_Aim_. Find each line in the items below that contains the word "wreckage" and copy those lines.

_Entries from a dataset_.
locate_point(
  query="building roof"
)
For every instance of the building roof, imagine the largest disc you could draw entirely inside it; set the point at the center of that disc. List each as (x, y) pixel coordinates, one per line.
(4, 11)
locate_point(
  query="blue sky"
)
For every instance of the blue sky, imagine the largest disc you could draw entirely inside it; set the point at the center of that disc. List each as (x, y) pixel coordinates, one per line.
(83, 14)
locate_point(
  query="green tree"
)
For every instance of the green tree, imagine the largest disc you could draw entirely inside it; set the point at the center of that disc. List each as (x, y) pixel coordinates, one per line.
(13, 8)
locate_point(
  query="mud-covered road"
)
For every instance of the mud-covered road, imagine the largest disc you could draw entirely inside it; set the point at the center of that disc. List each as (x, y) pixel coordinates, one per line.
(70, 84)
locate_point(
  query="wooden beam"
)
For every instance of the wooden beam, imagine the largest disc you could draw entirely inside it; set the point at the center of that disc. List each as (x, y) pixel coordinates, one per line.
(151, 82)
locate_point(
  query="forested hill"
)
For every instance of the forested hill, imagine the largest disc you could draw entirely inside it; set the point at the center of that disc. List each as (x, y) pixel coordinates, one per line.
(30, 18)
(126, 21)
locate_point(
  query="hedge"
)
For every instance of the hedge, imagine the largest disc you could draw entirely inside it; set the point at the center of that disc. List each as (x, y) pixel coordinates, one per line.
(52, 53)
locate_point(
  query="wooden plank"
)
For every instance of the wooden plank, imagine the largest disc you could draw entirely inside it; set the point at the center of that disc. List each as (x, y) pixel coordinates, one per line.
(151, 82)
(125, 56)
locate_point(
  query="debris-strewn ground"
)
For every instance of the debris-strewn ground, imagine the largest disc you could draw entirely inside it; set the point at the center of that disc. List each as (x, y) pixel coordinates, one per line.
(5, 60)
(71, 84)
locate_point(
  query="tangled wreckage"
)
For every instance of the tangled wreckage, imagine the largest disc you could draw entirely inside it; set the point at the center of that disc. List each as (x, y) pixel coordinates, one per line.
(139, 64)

_Solution_.
  query="tangled wreckage"
For every instance of the tangled wreckage, imagine the largest disc you could draw entirely inside it; set the point at the center of that disc. List each as (x, y) pixel coordinates, one per line.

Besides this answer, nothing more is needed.